## ЗАДАНИЕ 1
Перечислите все предметы одежды юноши и их детали, названные в отрывке о знакомстве с Гуро.
## ЗАДАНИЕ 2
Сдвиньте на -102 каждое число в координатах ответов в строках данных между строкой с «Target: white soffit» и строкой с «[[[121,0],[60,0],[73,12],[88,47],[122,97],[147,104],[142,71]]]» включительно. Выпишите только эти строки целиком, вместе с запросами.

Если в необходимости кульбинских поцелуев у меня и возникали некоторые сомнения, то с Еленой Генриховной Гуро, участницей первого «Садка Судей» и автором «Шарманки», мне хотелось завязать личное знакомство.
Однако на следующий день, как раз когда я собирался отправиться к ней вместе с Колей Бурлюком, в гилейский форт Шаброль пришел высокого роста темноглазый юноша, встреченный радостными восклицаниями Антоши Безваля и Николая.
Одетый не по сезону легко в черную морскую пелерину со львиной застежкой на груди, в широкополой черной шляпе, надвинутой на самые брови, он казался членом сицилианской мафии, игрою случая заброшенным на Петербургскую сторону.

## РАЗДЕЛ ДАННЫХ
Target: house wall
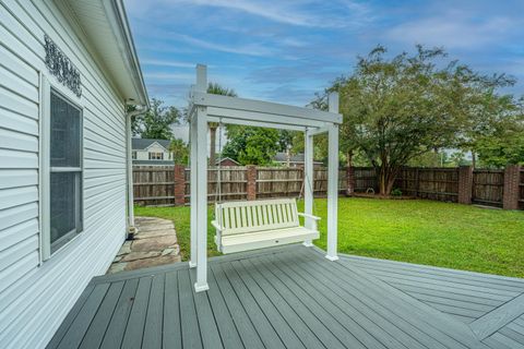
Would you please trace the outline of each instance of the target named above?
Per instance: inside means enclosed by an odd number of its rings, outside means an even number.
[[[126,233],[122,98],[50,0],[0,1],[0,348],[41,348]],[[81,72],[84,231],[48,261],[39,248],[39,73],[47,34]]]

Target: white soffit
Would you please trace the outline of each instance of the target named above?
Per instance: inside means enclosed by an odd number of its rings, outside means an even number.
[[[121,0],[60,0],[73,12],[88,47],[122,97],[147,104],[142,71]]]

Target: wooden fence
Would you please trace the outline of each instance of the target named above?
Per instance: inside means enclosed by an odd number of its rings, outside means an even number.
[[[140,205],[175,205],[188,204],[190,193],[190,170],[182,169],[181,192],[177,196],[174,166],[135,166],[133,168],[134,200]],[[221,170],[221,196],[223,200],[247,200],[248,186],[254,188],[257,198],[303,195],[303,170],[301,168],[260,167],[255,169],[255,180],[248,180],[248,167],[227,167]],[[214,202],[218,195],[218,170],[207,171],[209,201]],[[347,169],[338,173],[341,193],[353,188],[352,192],[378,192],[376,171],[371,167],[355,167],[353,176]],[[524,169],[520,172],[517,201],[524,209]],[[458,202],[461,181],[466,181],[469,201],[473,204],[502,207],[504,205],[504,170],[475,169],[471,179],[461,178],[458,168],[403,168],[394,188],[405,196],[414,196],[434,201]],[[469,188],[469,190],[467,189]],[[317,196],[324,196],[327,191],[327,170],[315,168],[313,191]],[[471,191],[471,193],[469,193]],[[511,193],[510,193],[511,194]],[[178,197],[178,198],[177,198]]]

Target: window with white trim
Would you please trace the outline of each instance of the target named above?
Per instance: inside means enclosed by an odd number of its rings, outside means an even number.
[[[51,91],[49,120],[50,254],[83,229],[82,110]]]
[[[163,159],[164,159],[164,153],[150,152],[150,160],[163,160]]]

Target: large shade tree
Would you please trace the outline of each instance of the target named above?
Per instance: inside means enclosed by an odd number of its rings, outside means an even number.
[[[417,46],[415,55],[386,57],[384,47],[359,57],[354,72],[326,91],[338,91],[341,151],[350,163],[362,152],[376,168],[381,194],[389,194],[402,166],[417,156],[472,139],[464,130],[475,112],[500,112],[496,88],[503,75],[483,76],[446,61],[440,48]],[[325,95],[317,107],[325,108]],[[489,119],[489,118],[488,118]]]

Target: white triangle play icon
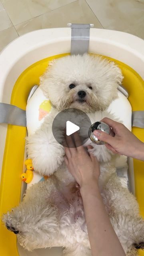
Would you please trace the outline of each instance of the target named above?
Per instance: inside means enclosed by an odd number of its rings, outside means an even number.
[[[80,130],[79,126],[70,122],[70,121],[67,121],[66,124],[66,135],[68,136],[71,135],[71,134]]]

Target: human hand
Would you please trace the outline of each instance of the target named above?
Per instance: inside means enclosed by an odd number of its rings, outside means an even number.
[[[107,118],[101,120],[112,127],[115,135],[112,137],[106,132],[94,130],[94,135],[106,142],[106,147],[113,153],[144,160],[144,144],[122,124]]]
[[[91,186],[94,183],[98,184],[100,175],[98,162],[91,153],[87,152],[82,146],[76,147],[80,140],[77,133],[73,134],[73,138],[72,136],[67,136],[68,147],[65,148],[64,159],[68,170],[80,188],[85,185]],[[87,148],[89,149],[92,147],[88,146]]]

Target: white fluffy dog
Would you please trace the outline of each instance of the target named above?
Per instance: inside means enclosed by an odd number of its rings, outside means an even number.
[[[114,62],[88,54],[54,60],[40,78],[41,88],[53,107],[40,128],[28,137],[27,146],[35,170],[52,176],[32,185],[19,206],[4,217],[24,248],[62,246],[64,255],[91,255],[80,192],[64,163],[64,147],[54,137],[52,123],[60,111],[71,108],[86,113],[92,123],[105,116],[114,119],[106,109],[117,97],[122,78]],[[80,91],[84,92],[82,97]],[[144,222],[136,198],[117,176],[116,156],[104,145],[88,143],[100,161],[99,186],[112,224],[126,255],[136,256],[144,245]]]

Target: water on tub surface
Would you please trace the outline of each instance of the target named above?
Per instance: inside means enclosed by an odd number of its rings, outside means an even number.
[[[17,243],[20,256],[62,256],[63,248],[62,247],[53,247],[51,249],[36,249],[32,252],[28,252],[22,248]]]

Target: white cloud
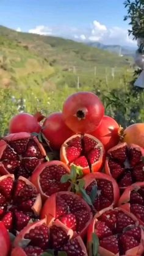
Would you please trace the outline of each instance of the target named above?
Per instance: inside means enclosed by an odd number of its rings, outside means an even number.
[[[18,32],[21,32],[21,28],[20,28],[20,27],[18,27],[18,28],[16,29],[16,31],[18,31]]]
[[[29,29],[29,33],[38,34],[39,35],[48,35],[52,34],[52,29],[43,25],[37,26],[34,29]]]
[[[80,38],[84,41],[87,38],[85,35],[81,35]]]
[[[95,20],[91,26],[89,26],[87,29],[67,26],[49,27],[41,25],[29,29],[29,32],[59,36],[78,42],[99,42],[105,45],[136,45],[136,42],[128,36],[128,29],[117,26],[109,27]]]

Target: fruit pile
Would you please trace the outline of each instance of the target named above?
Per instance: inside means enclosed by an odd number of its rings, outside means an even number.
[[[143,256],[144,123],[94,93],[20,113],[0,139],[0,256]]]

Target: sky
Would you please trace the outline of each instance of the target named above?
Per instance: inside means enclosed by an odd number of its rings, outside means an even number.
[[[0,0],[0,24],[79,42],[133,46],[123,0]]]

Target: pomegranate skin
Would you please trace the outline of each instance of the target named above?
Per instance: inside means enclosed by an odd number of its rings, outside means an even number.
[[[79,92],[70,95],[63,105],[66,125],[76,133],[94,131],[104,114],[104,107],[95,94]]]
[[[37,118],[28,113],[20,113],[15,115],[10,121],[10,133],[22,131],[27,133],[40,133],[41,126]]]
[[[41,130],[50,146],[56,150],[59,150],[64,141],[74,134],[65,125],[61,112],[53,113],[48,117]]]
[[[106,151],[118,144],[120,127],[113,118],[104,115],[98,127],[90,134],[98,138]]]

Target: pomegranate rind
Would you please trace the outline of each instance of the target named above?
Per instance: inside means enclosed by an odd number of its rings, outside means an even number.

## ПОЛНЫЙ ОТВЕТ 1
черная морская пелерина; львиная застежка на груди; широкополая черная шляпа

## ПОЛНЫЙ ОТВЕТ 2
Target: white soffit
Would you please trace the outline of each instance of the target named above?
Per instance: inside means enclosed by an odd number of its rings, outside means an even number.
[[[19,-102],[-42,-102],[-29,-90],[-14,-55],[20,-5],[45,2],[40,-31]]]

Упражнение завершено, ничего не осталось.